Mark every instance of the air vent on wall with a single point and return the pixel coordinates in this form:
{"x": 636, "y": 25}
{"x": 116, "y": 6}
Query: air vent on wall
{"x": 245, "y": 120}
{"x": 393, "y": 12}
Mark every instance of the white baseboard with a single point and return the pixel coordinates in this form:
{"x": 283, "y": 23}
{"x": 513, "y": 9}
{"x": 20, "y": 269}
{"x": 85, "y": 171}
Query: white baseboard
---
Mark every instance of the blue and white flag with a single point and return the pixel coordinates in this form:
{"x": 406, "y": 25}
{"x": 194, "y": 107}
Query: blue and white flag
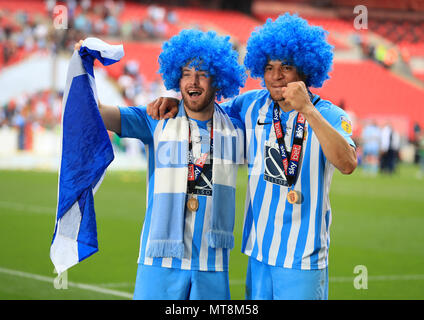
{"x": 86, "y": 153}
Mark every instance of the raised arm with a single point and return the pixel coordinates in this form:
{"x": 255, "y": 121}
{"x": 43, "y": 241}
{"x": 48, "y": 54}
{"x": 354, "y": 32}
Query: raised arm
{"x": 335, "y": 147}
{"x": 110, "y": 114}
---
What to produce » State how many lines in the records contain the string "point", with case counting. Reply with the number alone.

Task response » 4